Data under study:
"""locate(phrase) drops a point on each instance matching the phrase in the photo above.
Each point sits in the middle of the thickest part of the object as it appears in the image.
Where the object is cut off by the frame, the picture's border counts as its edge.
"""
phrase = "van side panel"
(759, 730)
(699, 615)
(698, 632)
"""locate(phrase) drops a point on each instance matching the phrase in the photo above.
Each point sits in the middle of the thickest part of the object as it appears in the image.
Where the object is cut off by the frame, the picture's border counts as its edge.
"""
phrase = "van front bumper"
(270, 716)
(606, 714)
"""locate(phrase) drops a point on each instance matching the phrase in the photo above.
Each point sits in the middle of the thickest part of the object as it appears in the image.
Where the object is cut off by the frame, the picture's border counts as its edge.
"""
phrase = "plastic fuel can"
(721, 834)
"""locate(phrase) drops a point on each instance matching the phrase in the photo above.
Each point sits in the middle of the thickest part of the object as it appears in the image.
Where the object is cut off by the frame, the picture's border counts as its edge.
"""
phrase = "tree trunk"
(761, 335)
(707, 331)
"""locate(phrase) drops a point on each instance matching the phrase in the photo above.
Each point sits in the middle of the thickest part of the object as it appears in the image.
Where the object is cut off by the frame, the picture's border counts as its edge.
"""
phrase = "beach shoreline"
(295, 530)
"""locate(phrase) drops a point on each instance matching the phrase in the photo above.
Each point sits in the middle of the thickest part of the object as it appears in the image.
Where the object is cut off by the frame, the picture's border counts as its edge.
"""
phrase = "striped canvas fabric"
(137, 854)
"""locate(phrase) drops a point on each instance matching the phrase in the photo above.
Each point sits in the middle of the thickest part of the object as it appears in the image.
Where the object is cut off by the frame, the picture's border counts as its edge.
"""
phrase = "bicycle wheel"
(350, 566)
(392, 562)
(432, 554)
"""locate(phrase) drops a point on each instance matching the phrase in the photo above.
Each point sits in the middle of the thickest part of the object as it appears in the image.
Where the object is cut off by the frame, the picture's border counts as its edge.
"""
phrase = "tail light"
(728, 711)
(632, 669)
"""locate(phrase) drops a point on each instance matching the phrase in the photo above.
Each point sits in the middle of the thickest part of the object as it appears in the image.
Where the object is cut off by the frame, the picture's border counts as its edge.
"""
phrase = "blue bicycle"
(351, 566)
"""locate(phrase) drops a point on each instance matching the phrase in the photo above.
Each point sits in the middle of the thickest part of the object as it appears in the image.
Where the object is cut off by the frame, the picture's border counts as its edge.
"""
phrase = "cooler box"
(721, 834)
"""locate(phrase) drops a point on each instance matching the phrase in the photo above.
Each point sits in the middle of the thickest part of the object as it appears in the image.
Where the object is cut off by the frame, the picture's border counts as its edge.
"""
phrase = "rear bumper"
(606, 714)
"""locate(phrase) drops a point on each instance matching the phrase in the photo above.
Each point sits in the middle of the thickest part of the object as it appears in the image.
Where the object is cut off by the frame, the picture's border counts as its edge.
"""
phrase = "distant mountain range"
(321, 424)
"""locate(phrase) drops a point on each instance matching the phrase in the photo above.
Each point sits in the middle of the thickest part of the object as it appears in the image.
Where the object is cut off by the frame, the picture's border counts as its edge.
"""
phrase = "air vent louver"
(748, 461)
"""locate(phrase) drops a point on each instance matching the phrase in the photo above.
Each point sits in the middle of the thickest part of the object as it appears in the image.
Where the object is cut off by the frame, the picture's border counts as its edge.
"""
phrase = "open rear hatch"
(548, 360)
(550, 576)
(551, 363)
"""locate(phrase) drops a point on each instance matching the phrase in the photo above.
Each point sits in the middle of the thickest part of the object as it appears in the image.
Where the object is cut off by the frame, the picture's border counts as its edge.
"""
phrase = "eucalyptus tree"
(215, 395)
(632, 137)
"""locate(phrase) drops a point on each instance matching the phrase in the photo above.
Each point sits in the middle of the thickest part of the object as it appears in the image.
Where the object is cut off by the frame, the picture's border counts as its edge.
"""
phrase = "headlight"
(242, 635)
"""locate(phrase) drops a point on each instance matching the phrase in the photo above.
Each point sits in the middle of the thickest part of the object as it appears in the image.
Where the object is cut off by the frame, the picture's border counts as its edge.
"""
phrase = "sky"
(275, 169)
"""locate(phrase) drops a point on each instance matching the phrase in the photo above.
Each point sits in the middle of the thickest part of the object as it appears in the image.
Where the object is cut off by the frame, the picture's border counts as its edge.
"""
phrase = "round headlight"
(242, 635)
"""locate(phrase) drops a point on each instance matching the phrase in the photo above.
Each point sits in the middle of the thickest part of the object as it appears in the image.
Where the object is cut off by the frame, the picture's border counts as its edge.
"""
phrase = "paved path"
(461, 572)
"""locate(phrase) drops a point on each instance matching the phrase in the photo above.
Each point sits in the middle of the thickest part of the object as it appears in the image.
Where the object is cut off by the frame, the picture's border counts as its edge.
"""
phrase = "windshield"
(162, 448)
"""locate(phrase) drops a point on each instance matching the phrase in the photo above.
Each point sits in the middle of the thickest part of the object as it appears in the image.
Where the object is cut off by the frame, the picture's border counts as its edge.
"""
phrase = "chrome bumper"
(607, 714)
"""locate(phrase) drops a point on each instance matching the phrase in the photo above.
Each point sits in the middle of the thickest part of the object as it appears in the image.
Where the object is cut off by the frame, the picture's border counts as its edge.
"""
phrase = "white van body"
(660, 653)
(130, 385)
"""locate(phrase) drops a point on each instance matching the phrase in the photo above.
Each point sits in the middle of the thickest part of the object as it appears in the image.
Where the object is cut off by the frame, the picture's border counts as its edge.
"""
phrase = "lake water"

Exercise directions:
In the answer, each line of the data must appear exactly as written.

Task answer:
"""locate(phrase) drops a point on each instance matching the phrase in the photo above.
Each point sits in the middle of the thickest part of the object as it appears in the image.
Where the object is cut off by the frame, the picture's border counts as its edge.
"""
phrase = "van side panel"
(759, 730)
(699, 615)
(698, 632)
"""locate(phrase) drops a point on each instance matching the phrase in the photo above.
Each point sits in the middle of the thickest part of the object as it appears in the image.
Where the object is cut off by the frame, the picture's border counts as its edge.
"""
phrase = "van front bumper"
(270, 716)
(606, 714)
"""locate(phrase) drops a point on each instance matching the phrase in the photo above.
Each point sits in the middle of the thickest part of the object as it appears in the image.
Where the object is cut off by the frame, the picture's border counts as its edge.
"""
phrase = "plastic fuel can"
(721, 834)
"""locate(phrase) drops a point on each instance matching the phrase in the photo above.
Each point sits in the middle of the thickest part of the object as it appears in the image.
Where the object is cut off by the frame, the picture's border counts as its edge.
"""
phrase = "tree trunk"
(761, 335)
(707, 331)
"""locate(phrase) drops a point on each instance matching the phrase in the photo above.
Each point sits in the middle of the thickest part of the object as it appears in the image.
Where the object is cut off by the frame, the picture's border counts as its edge.
"""
phrase = "beach shoreline"
(295, 530)
"""locate(phrase) drops a point on each instance matching the phrase in the photo above.
Each point sits in the middle of the thickest part of the object as it appears in the image.
Where the object is cut off by the frame, the picture's border counts as its edge.
"""
phrase = "striped canvas fabric"
(137, 854)
"""locate(phrase) drops a point on each instance matching the phrase in the photo above.
Each point sits in the middle of the thickest part of the object as it appears in the image.
Where the object is cut off by the frame, the picture's border counts as its edge.
"""
phrase = "bicycle wheel"
(350, 566)
(392, 562)
(432, 554)
"""locate(phrase) drops a point on each instance matching the phrase in the photo above.
Each point sits in the middle of the thickest part of the object as it appears in the image.
Where the object is cut off by the frame, the picture's border counts as its edge.
"""
phrase = "tail light"
(728, 711)
(632, 669)
"""locate(phrase) drops a point on each instance matching the phrase in the photo above.
Each point sits in the middle of the thickest part of the object as it appears in the image.
Where the object is cut off by the frame, the picture's border counts as its edge.
"""
phrase = "blue bicycle"
(351, 566)
"""locate(phrase) drops a point on each instance matching the phrase in the photo above.
Each point sits in the middle of the thickest part of the object as it appears in the image.
Where the object is cut off by the frame, the picture's border counts as its edge.
"""
phrase = "cooler box"
(721, 834)
"""locate(phrase) drops a point on each instance matching the phrase in the photo above.
Each point sits in the middle of the thickest part of the object as it appears in the image.
Where the object is cut off by the frame, the picture's border counts as its edge.
"""
phrase = "rear bumper"
(606, 714)
"""locate(phrase) drops a point on each instance matching the phrase in the photo above.
Each point sits in the middle of the thickest part of the object as it appears in the image.
Where the object is cut off by the frame, the picture's border counts as its edge.
"""
phrase = "distant mountain range"
(321, 424)
"""locate(phrase) drops a point on each instance matching the phrase in the photo above.
Each point sits in the middle of the thickest part of the object as it appears in the image.
Where the object is cut off by the frame, the picture's border counts as its edge.
"""
phrase = "air vent louver"
(748, 461)
"""locate(phrase) drops a point on each instance matching the phrase in the photo above.
Each point sits in the middle of the thickest part of the object as it appears in the image.
Where the object is cut off by the frame, the picture's border counts as its edge.
"""
phrase = "open rear hatch"
(548, 360)
(550, 576)
(551, 363)
"""locate(phrase) drops a point on each instance matching the phrase in the photo above.
Each point sits in the middle of the thickest part of the object as it appears in the image.
Where the object is cut off by the frame, the picture's border counts as its edge.
"""
phrase = "eucalyptus tree"
(215, 395)
(632, 137)
"""locate(phrase) drops a point on each instance matching the phrase in the photo above.
Each point sits in the middle of the thickest part of the object as it appears in the image.
Where the object is cut off by the frame, the picture's border counts as its edge.
"""
phrase = "headlight"
(242, 635)
"""locate(phrase) drops a point on each instance matching the phrase in the photo above.
Each point sits in the middle of the thickest part of the object as it appears in the image.
Where the object is cut off by the frame, the picture's border counts as its edge.
"""
phrase = "sky"
(275, 169)
"""locate(phrase) drops a point on each instance matching the phrase in the photo above.
Each point sits in the middle of the thickest part of the object as it appears in the image.
Where the object is cut off by the frame, the picture's border counts as its edge.
"""
phrase = "round headlight"
(242, 635)
"""locate(phrase) drops a point on each instance matching the phrase in the photo above.
Each point sits in the middle of the thickest part of the object as it appears in the image.
Where the object is cut off by the frame, the picture's border counts as its edge.
"""
phrase = "paved path"
(461, 572)
"""locate(phrase) drops a point on each instance matching the phrase in the photo above.
Each point sits in the middle of the thickest part of the object as it appears in the image.
Where the object is cut off by the frame, the picture's border counts as its edge.
"""
phrase = "windshield"
(162, 448)
"""locate(phrase) drops a point on each instance matching the phrase in the photo above.
Each point sits in the middle of the thickest part of the object as it appears in the image.
Where the object is cut off by the frame, the picture's border counts as its edge.
"""
phrase = "chrome bumper"
(607, 714)
"""locate(phrase) drops a point on each instance matching the phrase in the photo above.
Each point sits in the middle of the thickest part of the object as it appears in the image.
Where the object is cut off by the frame, the picture's border counts as its edge.
"""
phrase = "white van body"
(660, 653)
(130, 385)
"""locate(phrase) drops a point on each instance matching the phrase in the photo above.
Each point sits in the middle of the thickest part of the object as it appears in the image.
Where the object is cut off by the frame, the picture's border counts as its edge.
"""
phrase = "lake water"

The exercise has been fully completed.